● **Records**:
----------

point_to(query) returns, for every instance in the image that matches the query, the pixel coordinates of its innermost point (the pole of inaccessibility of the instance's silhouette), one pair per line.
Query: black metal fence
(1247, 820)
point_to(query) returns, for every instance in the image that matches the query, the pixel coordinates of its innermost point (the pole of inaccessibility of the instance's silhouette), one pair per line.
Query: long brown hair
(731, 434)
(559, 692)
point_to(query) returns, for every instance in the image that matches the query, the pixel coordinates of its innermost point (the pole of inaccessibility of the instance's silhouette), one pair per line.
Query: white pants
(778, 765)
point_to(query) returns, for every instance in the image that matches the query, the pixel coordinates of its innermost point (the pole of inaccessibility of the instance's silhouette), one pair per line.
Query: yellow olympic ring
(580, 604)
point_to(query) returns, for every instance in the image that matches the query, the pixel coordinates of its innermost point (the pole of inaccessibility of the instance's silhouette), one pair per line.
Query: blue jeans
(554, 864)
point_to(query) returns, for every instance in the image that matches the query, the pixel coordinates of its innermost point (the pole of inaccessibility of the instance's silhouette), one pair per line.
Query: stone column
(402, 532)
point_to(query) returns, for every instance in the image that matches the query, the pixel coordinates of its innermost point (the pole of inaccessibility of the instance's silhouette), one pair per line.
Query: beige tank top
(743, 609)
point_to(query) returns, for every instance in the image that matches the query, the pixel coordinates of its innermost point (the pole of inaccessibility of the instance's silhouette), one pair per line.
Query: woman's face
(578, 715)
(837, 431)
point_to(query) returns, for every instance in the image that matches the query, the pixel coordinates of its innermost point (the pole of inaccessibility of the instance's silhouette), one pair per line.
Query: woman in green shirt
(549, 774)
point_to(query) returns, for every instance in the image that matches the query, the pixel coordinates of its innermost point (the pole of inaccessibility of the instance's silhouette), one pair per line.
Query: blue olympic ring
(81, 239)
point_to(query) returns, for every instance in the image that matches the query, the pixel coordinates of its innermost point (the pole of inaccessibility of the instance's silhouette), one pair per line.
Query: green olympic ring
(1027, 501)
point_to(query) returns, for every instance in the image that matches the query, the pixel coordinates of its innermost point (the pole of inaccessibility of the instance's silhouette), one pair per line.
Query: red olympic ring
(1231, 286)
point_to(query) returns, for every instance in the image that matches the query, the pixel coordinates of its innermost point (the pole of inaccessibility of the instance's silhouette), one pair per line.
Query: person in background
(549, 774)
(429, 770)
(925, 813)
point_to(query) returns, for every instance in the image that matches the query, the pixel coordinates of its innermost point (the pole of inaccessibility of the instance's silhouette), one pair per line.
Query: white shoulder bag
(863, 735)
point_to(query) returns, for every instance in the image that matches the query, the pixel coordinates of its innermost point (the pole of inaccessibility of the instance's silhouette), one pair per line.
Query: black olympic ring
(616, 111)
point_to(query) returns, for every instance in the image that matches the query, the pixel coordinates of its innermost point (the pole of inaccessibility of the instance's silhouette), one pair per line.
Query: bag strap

----------

Reproduce all of the items above line for line, without changing a single word or mark.

point_to(query) returns, for every instance in the image that matches the query, the pixel coordinates of its innermost point (the pole of inaccessibility of the instance's silhouette), one pair per line.
Query: black metal fence
(1247, 820)
point_to(query) returns, for every instance in the image that matches the query, the pixel coordinates of its innermost point (the pole of inaccessibility of the instance's silhouette), one pair per line.
Query: long brown hair
(731, 434)
(559, 692)
point_to(query) returns, for every instance in the image that matches the query, the pixel coordinates of its innermost point (the pole of inaccessibility of the instance's silhouette), one pair per line.
Query: white pants
(778, 765)
point_to(query) returns, for every instance in the image that matches the query, the pixel coordinates of its innermost point (the pole of inaccessibility of the instance's silhouette), one pair per line.
Query: yellow olympic ring
(580, 604)
point_to(query) returns, for every instance in the image that matches the query, the pixel coordinates of its innermost point (the pole of inaccessibility of the instance's silhouette), one pair per line.
Query: blue jeans
(554, 864)
point_to(query) returns, for every instance in the image that matches the query, the pixel coordinates of its innermost point (the pole of inaccessibility of the instance's silhouette), one pair per line.
Query: stone column
(402, 532)
point_to(query) returns, for every instance in the image that matches the query, the pixel coordinates of its innermost point (the pole of inaccessibility of the instance's silhouette), one pair per line.
Query: beige tank top
(743, 609)
point_to(query) returns, for every instance in the image that matches the query, the pixel coordinates of its innermost point (the pole of inaccessibility of the instance's silhouette), one pair per line.
Query: woman's face
(578, 715)
(837, 431)
point_to(query) returns, for every instance in the image that matches the query, the pixel coordinates of its innermost point (the pole of inaccessibility of the instance's silhouette), one pair per line.
Query: woman in green shirt
(549, 774)
point_to(query) returns, for every instance in the image that matches the query, the pixel coordinates of its innermost point (the pole of inaccessibility of the instance's silhouette), one pair per line.
Query: blue olympic ring
(81, 239)
point_to(query) returns, for every instance in the image that matches the query, the pixel coordinates of its innermost point (the pole of inaccessibility of the instance's silhouette), one pair per line.
Query: green olympic ring
(1027, 501)
point_to(query) returns, for every instance in the image that matches the query, the pixel coordinates of its innermost point (the pole of inaccessibility of the instance's silhouette), one pair per line.
Query: red olympic ring
(1231, 286)
point_to(query) returns, for every instance in the image that matches the query, the pixel coordinates of its innermost point (the pole of inaccessibility of the instance's silhouette), one pair per line.
Query: person in background
(549, 774)
(429, 770)
(925, 813)
point_to(query) returns, for every instance in the image that matches the query, the pixel coordinates of its innermost point (the pole of inaccessibility of the instance's silhouette), one pair per line.
Query: white shoulder bag
(863, 735)
point_to(query) returns, for every instance in the image that matches the query, the pixel coordinates of its innermost point (the pole of inaccessibility of the instance's silhouette), one pair per line.
Query: black olympic ring
(616, 111)
point_to(query) returns, for every instance in the image that matches the query, the pixel coordinates of its innermost point (the pole of inaccessibility of the instance's silhouette), one pair per line.
Query: bag strap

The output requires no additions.